* Position identification records
════════════════

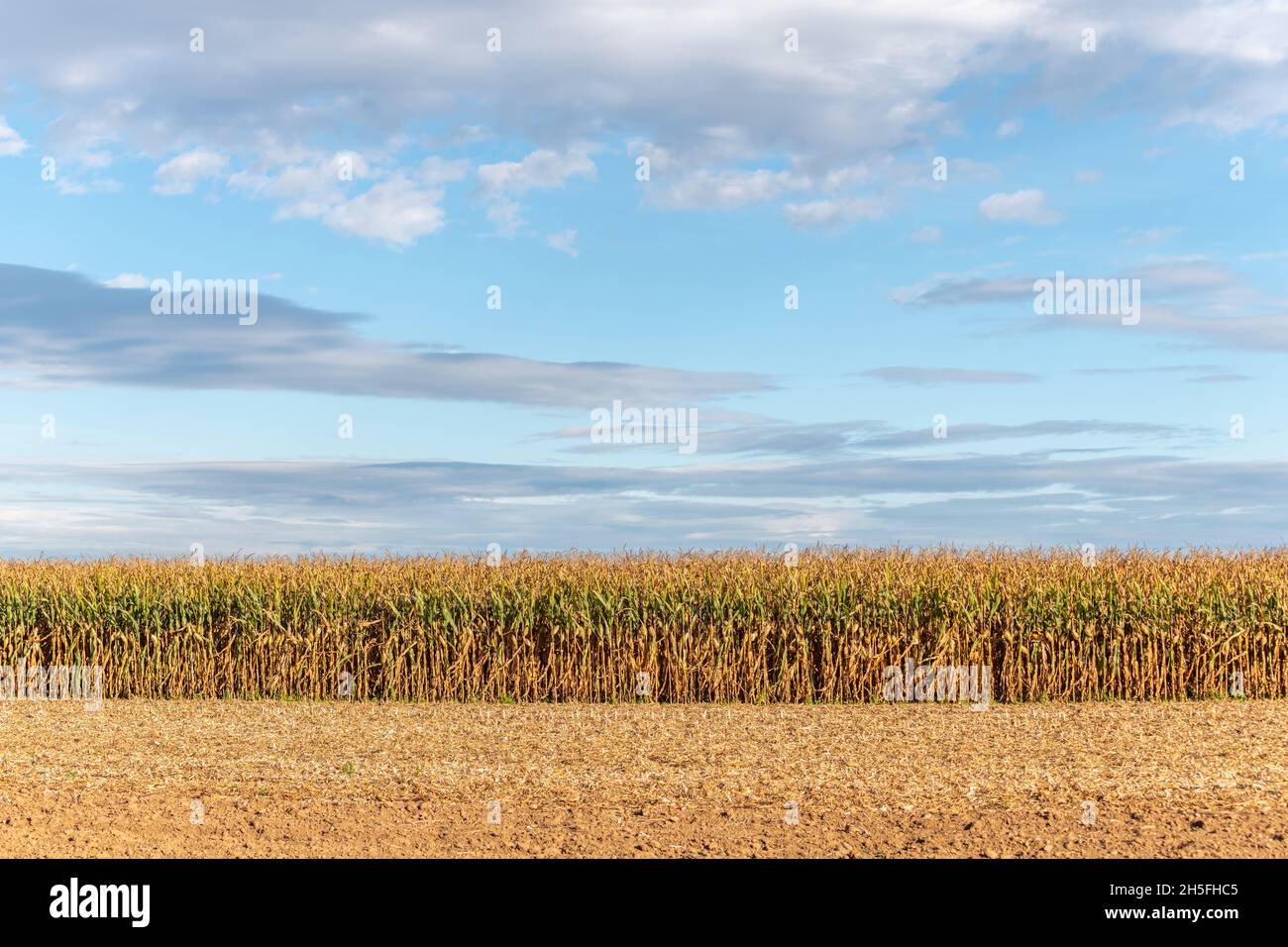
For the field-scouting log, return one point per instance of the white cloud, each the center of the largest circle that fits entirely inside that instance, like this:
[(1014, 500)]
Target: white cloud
[(563, 241), (1150, 237), (11, 142), (180, 174), (128, 281), (395, 211), (832, 214), (728, 188), (1022, 206), (541, 169), (544, 169)]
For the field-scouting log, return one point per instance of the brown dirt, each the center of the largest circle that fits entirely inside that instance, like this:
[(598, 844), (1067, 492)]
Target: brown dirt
[(359, 780)]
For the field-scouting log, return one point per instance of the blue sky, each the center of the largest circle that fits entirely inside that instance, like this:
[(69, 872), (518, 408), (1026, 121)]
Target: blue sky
[(138, 433)]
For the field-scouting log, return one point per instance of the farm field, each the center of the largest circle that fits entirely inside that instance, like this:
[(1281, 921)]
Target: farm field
[(291, 779), (819, 626)]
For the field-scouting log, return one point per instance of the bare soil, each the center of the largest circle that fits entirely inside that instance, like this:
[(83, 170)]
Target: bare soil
[(204, 779)]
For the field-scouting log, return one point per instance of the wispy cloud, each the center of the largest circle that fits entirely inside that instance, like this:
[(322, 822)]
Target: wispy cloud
[(60, 329)]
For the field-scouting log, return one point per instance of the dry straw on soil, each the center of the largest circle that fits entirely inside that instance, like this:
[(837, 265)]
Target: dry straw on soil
[(704, 628)]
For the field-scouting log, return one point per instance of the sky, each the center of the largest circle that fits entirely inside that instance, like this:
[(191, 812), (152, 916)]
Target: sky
[(815, 234)]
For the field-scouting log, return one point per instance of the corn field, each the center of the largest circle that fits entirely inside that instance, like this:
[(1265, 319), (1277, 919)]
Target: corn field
[(737, 626)]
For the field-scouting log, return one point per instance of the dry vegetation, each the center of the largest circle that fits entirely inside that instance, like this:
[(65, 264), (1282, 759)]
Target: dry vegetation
[(703, 628)]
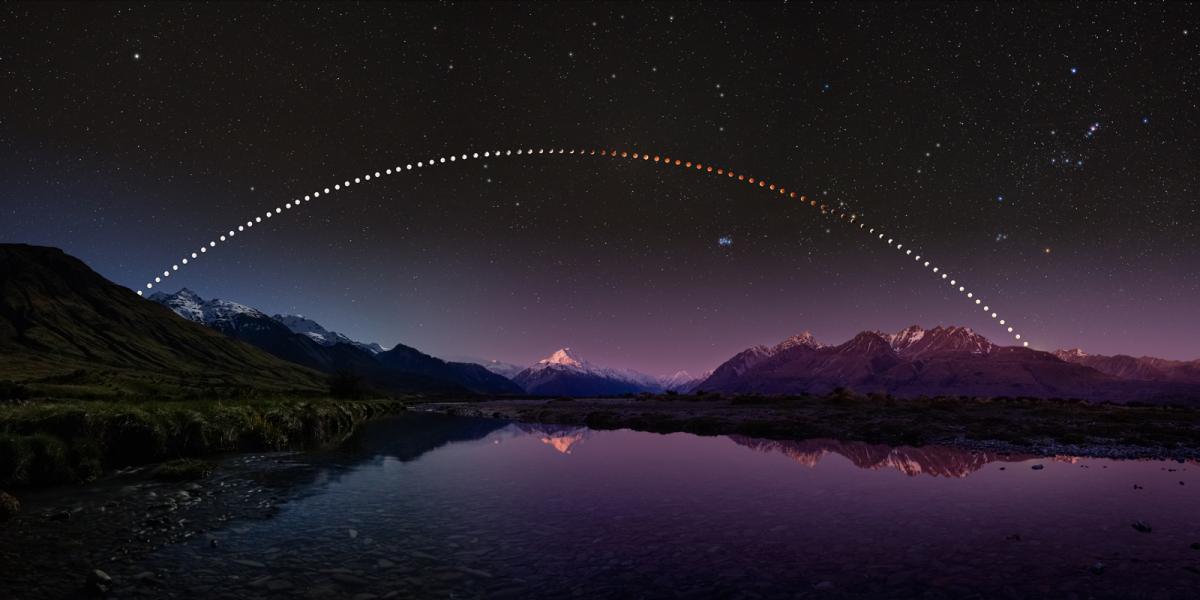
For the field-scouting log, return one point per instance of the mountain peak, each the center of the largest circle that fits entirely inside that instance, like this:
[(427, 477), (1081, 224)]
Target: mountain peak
[(1073, 353), (916, 340), (563, 357)]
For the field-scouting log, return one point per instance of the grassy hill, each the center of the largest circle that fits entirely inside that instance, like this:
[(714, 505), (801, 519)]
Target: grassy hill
[(67, 331)]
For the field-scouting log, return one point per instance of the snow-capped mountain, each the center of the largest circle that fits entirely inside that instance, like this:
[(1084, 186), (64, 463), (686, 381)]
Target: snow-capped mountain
[(943, 360), (304, 325), (563, 373), (401, 369), (221, 315)]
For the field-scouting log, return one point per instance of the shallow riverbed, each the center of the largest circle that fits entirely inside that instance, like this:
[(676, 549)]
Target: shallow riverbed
[(442, 507)]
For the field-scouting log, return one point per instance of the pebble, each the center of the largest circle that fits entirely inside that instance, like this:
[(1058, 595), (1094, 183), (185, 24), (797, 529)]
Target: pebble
[(348, 580)]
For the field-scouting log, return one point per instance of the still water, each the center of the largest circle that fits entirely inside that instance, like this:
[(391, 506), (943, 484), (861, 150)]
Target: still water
[(438, 507)]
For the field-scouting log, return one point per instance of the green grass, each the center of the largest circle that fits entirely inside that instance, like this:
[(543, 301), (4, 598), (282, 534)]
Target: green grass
[(45, 443)]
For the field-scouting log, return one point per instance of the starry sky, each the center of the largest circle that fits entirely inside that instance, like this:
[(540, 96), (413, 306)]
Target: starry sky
[(1044, 154)]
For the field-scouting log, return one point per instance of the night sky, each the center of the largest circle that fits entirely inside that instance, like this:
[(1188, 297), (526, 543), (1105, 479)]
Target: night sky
[(1048, 155)]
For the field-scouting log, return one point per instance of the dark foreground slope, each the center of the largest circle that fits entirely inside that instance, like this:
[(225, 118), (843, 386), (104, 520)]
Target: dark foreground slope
[(67, 331), (400, 370)]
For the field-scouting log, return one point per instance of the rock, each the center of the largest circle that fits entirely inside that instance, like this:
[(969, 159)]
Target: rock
[(99, 582), (349, 580), (9, 507)]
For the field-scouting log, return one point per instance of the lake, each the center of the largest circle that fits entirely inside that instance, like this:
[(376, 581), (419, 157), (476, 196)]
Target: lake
[(444, 507)]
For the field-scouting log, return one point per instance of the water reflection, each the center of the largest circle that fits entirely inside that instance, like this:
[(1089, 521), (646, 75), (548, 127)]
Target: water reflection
[(431, 505)]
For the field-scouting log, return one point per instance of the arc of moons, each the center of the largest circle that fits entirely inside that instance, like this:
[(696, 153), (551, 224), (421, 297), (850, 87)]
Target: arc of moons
[(851, 219)]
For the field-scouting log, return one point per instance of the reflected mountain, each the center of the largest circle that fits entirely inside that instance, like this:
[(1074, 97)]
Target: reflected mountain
[(559, 437), (934, 461), (409, 436)]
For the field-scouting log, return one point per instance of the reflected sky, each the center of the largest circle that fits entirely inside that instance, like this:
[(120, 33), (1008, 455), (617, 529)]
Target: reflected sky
[(552, 510)]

════════════════

* Exercise prompt
Reproduce the listing line for line, beginning at the line that contains "of the still" and stopping after the line that contains "[(438, 507)]".

* In response
For the field-scouting log, return one point per instance of the still water, each the center of the largest circle that fits entirely inside that instance, like this:
[(391, 506), (943, 484), (861, 150)]
Target: still water
[(438, 507)]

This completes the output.